[BEGIN]

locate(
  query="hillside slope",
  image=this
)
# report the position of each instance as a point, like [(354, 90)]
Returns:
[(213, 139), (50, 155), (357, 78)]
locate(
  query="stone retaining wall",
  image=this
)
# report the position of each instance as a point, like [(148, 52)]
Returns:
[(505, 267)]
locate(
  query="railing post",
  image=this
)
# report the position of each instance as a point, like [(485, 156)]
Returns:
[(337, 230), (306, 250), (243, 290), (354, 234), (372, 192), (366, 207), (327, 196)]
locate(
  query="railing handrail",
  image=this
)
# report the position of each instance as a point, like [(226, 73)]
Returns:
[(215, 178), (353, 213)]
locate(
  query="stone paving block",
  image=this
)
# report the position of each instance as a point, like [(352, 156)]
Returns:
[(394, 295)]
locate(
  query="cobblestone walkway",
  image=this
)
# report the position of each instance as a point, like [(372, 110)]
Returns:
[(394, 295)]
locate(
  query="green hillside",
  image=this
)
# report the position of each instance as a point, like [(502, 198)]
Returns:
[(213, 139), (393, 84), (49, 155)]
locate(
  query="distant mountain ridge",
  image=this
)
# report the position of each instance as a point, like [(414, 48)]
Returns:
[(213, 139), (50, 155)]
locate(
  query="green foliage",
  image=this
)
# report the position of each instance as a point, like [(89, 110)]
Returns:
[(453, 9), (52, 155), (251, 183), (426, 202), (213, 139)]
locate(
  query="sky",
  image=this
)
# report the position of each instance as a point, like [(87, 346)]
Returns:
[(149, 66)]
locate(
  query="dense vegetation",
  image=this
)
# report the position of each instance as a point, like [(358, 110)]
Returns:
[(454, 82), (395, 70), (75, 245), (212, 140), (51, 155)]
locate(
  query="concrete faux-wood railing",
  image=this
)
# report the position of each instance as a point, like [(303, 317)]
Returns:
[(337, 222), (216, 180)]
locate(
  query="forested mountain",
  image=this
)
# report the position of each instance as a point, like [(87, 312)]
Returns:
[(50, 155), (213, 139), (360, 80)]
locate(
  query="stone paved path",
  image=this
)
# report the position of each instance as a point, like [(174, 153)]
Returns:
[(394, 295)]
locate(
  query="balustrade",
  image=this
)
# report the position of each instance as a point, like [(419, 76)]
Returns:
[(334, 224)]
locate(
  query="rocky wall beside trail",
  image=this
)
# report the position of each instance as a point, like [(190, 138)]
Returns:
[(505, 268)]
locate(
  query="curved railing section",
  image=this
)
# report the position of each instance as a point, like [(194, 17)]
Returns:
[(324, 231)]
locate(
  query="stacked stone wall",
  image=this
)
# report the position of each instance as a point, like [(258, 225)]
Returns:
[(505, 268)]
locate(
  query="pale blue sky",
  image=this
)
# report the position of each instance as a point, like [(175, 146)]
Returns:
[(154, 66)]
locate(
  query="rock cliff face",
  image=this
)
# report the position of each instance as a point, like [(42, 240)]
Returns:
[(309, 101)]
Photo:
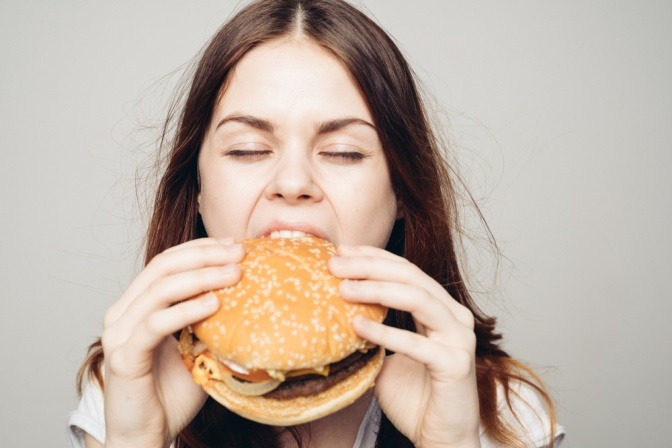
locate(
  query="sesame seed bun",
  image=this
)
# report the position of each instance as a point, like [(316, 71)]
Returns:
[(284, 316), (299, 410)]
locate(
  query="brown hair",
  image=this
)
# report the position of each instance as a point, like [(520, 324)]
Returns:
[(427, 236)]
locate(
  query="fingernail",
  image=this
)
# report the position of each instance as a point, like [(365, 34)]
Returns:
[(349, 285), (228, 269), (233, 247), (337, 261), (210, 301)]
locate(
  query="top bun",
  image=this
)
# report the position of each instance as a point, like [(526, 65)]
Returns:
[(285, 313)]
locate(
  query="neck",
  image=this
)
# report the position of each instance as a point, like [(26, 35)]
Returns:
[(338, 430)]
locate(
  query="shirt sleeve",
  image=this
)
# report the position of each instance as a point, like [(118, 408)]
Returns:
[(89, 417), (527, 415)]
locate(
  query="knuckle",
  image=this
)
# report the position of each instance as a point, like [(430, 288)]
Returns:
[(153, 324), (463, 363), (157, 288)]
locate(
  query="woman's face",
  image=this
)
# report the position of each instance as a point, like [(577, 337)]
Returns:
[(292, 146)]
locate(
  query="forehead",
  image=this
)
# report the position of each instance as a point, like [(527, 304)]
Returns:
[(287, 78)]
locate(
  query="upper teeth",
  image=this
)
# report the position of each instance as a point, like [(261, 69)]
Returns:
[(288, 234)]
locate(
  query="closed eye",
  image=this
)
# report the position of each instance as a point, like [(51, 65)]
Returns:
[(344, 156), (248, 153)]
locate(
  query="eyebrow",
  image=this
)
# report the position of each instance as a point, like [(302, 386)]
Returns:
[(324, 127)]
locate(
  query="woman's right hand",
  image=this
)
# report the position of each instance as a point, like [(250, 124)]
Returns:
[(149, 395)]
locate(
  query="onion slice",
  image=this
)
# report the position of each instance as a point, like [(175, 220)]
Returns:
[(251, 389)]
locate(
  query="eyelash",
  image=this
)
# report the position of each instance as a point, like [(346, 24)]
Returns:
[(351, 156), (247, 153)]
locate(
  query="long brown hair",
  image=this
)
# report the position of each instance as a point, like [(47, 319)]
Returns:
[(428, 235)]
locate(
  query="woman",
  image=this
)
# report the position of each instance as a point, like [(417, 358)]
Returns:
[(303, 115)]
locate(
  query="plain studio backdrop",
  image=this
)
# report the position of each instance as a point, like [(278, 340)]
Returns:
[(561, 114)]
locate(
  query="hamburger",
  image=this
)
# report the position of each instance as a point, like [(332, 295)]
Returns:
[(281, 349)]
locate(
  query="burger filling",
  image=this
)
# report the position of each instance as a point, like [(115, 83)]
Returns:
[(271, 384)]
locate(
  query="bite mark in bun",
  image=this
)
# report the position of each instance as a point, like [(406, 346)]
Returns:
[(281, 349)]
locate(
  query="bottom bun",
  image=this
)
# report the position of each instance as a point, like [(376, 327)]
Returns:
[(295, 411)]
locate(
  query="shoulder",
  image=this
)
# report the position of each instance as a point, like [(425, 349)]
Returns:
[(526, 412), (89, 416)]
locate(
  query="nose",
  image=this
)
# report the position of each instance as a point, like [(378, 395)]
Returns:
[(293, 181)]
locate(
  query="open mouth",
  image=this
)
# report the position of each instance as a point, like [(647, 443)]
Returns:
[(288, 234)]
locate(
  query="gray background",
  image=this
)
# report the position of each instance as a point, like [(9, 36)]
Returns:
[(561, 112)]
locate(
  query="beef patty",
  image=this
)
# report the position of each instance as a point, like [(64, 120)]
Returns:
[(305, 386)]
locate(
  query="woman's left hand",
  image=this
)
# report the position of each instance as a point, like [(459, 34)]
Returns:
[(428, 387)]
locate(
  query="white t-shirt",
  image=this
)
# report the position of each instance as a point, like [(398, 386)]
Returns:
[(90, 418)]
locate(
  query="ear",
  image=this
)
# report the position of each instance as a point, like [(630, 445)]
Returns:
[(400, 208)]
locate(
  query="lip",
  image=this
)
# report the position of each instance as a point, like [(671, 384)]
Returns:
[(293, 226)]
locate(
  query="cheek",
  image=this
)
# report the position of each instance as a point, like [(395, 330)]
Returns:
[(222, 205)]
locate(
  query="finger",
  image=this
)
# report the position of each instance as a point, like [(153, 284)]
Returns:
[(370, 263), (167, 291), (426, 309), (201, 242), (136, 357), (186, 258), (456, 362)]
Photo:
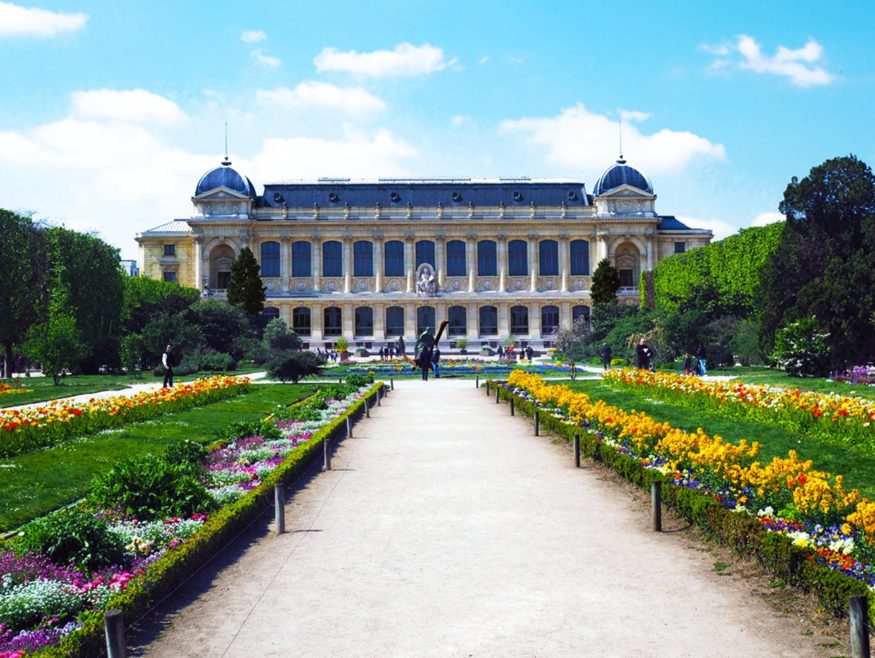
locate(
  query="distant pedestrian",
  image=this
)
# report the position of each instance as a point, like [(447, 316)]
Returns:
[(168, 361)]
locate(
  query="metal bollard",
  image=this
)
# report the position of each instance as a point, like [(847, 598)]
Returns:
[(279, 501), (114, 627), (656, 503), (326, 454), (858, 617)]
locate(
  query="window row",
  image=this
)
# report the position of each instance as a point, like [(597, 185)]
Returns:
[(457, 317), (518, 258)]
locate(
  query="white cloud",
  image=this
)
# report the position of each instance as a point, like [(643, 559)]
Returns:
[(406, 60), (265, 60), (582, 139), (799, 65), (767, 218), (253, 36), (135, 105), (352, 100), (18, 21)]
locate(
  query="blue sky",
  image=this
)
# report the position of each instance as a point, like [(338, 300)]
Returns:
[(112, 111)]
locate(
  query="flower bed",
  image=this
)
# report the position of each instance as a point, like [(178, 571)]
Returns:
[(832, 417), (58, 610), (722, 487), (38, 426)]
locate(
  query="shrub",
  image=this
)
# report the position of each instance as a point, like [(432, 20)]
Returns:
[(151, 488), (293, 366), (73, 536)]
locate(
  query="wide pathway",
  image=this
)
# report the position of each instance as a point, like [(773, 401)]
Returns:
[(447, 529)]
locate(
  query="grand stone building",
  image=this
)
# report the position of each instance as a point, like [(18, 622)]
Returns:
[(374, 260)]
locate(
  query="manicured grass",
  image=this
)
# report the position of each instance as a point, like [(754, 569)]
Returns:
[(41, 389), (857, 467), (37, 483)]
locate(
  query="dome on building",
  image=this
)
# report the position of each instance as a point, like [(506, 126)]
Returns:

[END]
[BEGIN]

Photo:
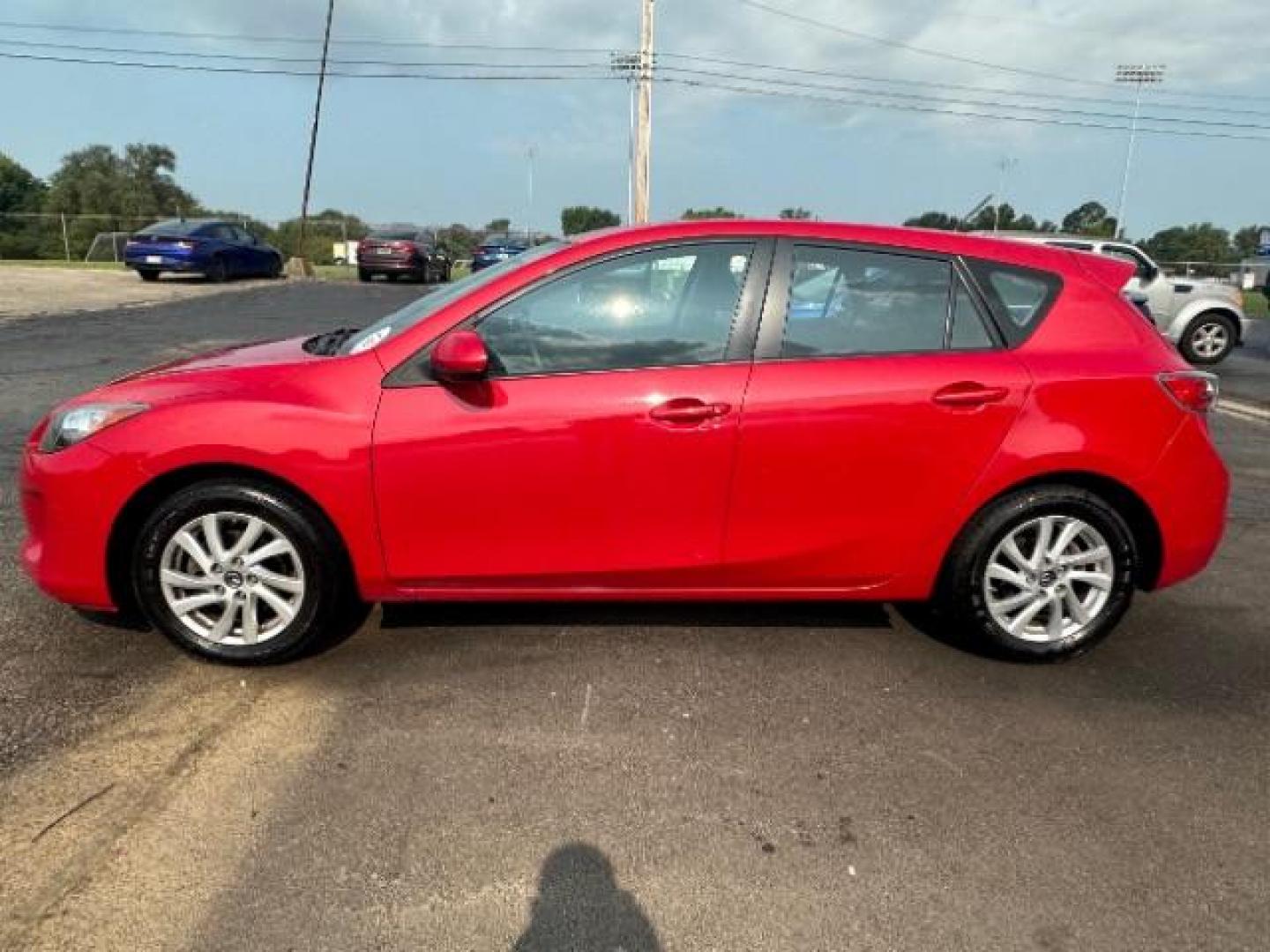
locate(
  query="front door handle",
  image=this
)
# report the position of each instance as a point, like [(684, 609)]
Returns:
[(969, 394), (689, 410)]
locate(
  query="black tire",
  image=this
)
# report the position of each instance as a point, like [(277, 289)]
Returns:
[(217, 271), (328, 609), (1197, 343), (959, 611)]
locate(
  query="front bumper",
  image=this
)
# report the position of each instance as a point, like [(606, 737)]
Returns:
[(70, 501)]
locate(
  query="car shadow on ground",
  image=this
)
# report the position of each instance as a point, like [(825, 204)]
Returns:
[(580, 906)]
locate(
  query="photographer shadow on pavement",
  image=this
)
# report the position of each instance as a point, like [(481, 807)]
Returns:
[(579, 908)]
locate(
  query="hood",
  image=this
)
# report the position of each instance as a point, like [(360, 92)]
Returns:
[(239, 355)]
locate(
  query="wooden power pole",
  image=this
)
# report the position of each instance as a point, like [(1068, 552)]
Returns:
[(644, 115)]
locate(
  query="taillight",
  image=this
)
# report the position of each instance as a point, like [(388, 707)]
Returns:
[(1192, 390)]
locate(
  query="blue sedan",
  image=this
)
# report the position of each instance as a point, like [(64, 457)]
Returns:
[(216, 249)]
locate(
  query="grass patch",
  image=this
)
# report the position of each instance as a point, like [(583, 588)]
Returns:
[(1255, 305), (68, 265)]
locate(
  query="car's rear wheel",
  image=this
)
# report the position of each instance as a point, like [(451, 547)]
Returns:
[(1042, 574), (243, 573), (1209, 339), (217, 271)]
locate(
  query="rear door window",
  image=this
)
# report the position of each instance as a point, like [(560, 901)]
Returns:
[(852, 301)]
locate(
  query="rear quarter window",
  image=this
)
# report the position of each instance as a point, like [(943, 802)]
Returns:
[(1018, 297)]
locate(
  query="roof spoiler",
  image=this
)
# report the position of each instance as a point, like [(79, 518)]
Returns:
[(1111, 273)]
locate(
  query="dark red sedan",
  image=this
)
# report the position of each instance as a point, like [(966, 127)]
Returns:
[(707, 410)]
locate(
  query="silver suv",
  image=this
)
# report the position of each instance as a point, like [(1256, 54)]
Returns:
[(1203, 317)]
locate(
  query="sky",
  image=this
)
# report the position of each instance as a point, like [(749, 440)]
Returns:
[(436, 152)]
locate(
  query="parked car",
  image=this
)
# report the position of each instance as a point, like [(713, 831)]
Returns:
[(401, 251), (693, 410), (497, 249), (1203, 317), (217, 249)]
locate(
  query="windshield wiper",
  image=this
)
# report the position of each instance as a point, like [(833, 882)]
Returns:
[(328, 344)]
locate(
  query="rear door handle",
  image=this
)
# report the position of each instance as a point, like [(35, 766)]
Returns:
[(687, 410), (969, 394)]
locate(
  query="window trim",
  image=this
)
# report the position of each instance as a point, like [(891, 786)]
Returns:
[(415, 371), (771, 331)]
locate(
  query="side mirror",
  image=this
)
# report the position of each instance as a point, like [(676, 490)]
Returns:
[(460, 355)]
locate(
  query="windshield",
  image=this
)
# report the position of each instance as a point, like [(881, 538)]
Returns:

[END]
[BEGIN]

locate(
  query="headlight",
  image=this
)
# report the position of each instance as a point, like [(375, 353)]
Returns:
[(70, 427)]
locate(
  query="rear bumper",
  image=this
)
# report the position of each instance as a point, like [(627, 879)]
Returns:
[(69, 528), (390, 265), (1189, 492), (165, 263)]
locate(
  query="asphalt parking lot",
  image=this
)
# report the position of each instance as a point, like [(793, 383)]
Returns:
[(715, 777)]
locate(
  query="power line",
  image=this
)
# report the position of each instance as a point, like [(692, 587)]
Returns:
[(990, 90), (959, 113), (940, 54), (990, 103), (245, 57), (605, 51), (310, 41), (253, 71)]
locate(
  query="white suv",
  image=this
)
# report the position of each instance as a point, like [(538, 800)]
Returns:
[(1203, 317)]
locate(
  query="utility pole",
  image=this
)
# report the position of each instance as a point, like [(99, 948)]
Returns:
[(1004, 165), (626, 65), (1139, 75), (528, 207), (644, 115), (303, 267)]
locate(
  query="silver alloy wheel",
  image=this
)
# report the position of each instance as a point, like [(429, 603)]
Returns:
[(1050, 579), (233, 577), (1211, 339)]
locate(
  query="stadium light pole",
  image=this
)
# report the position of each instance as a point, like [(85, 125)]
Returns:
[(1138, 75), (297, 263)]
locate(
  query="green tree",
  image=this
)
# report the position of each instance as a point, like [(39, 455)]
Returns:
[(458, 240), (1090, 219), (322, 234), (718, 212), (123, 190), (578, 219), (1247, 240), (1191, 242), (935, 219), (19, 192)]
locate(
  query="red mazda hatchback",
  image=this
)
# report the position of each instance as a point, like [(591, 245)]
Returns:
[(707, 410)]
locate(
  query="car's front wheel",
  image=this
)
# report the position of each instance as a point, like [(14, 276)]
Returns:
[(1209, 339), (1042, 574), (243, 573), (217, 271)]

[END]

> **Goal of the exercise**: Which lines in the records above contain the string "wheel"? Show each one in full, and treat uppercase and lowercase as different.

> **The response**:
  query="car's rear wheel",
  query="silver alloy wheel",
  query="car's front wheel",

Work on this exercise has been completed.